Short exercise: Please gather each line in the data below that contains the word "ceiling", copying every such line in full.

Task data:
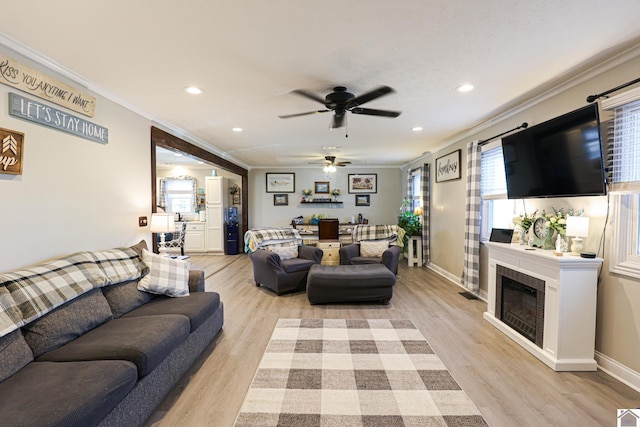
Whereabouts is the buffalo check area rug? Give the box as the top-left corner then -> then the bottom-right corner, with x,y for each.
235,319 -> 487,427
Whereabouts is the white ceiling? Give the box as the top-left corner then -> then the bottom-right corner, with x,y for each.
0,0 -> 640,167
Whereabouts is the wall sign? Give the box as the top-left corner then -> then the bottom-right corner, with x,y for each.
9,93 -> 109,144
436,150 -> 461,182
0,53 -> 96,117
0,128 -> 24,175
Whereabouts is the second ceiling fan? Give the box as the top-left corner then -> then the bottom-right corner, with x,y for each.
278,86 -> 400,129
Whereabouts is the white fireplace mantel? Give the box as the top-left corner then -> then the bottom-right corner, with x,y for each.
484,242 -> 603,371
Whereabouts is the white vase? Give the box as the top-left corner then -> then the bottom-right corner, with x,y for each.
556,234 -> 569,252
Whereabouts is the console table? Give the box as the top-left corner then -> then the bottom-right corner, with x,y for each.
483,242 -> 603,371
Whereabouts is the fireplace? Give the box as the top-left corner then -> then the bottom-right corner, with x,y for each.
496,265 -> 545,348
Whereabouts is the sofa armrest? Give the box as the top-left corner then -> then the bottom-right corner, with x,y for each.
340,243 -> 360,265
298,246 -> 324,264
382,245 -> 402,274
250,249 -> 284,271
189,270 -> 204,292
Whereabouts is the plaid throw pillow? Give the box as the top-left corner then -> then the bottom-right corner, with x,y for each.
360,240 -> 389,258
138,249 -> 189,297
269,245 -> 298,259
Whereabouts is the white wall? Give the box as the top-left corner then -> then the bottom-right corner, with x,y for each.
249,166 -> 406,228
0,46 -> 151,271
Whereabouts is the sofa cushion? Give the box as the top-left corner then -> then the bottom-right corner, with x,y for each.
0,329 -> 33,384
22,289 -> 113,357
124,292 -> 220,332
269,245 -> 298,260
36,314 -> 190,377
138,250 -> 189,297
0,252 -> 107,336
282,258 -> 316,274
351,256 -> 382,265
360,240 -> 389,258
0,360 -> 137,427
88,248 -> 149,284
102,280 -> 156,319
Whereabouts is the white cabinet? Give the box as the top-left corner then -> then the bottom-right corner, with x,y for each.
184,222 -> 206,252
205,176 -> 227,252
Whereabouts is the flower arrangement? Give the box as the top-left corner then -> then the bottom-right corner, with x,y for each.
513,210 -> 538,233
542,207 -> 583,236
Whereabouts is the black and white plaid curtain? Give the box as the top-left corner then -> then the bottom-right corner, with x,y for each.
420,163 -> 431,265
462,141 -> 482,293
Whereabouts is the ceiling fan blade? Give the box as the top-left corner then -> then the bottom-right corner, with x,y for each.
349,86 -> 394,107
331,114 -> 344,129
278,110 -> 331,119
349,107 -> 401,117
291,89 -> 326,105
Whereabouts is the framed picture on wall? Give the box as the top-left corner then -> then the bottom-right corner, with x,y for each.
273,194 -> 289,206
436,150 -> 462,182
267,173 -> 296,193
314,181 -> 329,194
356,194 -> 371,206
347,173 -> 378,194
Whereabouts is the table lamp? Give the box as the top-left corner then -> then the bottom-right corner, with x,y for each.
567,216 -> 589,255
151,213 -> 176,256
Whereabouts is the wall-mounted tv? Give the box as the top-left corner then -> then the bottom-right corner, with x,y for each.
502,104 -> 607,199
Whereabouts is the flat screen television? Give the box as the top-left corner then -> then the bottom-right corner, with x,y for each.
502,104 -> 607,199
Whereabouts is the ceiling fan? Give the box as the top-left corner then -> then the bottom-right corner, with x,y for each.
309,156 -> 351,172
278,86 -> 400,129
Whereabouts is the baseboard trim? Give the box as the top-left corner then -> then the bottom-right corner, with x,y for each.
426,263 -> 488,302
595,351 -> 640,392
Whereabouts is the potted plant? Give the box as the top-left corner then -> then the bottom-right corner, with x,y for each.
398,197 -> 422,252
302,188 -> 313,202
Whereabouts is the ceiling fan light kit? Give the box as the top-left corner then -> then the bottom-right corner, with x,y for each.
278,86 -> 400,129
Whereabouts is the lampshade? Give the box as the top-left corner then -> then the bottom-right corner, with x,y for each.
151,213 -> 175,233
567,216 -> 589,237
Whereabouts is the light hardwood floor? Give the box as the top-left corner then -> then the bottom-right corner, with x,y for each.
147,255 -> 640,427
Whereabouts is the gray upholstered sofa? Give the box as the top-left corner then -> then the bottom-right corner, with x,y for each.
0,242 -> 223,426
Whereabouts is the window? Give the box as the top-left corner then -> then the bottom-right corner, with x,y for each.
165,179 -> 195,213
411,168 -> 422,212
602,88 -> 640,278
480,141 -> 515,240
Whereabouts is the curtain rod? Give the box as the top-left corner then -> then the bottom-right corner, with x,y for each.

Response for this exercise:
Whereabouts is the white ceiling? Give the box as the top-left corner then -> then the bottom-right corner, with x,y for each.
Whereabouts is the second ceiling fan? Give the box as the top-left corner then -> then the bottom-right corner, with x,y for each.
Whereabouts is the ceiling fan blade? Give the box as the top-left corner then -> then the bottom-right corner, with x,y for each.
Whereabouts is the ceiling fan? Give the box as the top-left corner then -> then the bottom-right corner, with x,y for each.
Whereabouts is the ceiling fan light kit? Give the box as the top-left corner then -> then the bottom-right corner, with x,y for each.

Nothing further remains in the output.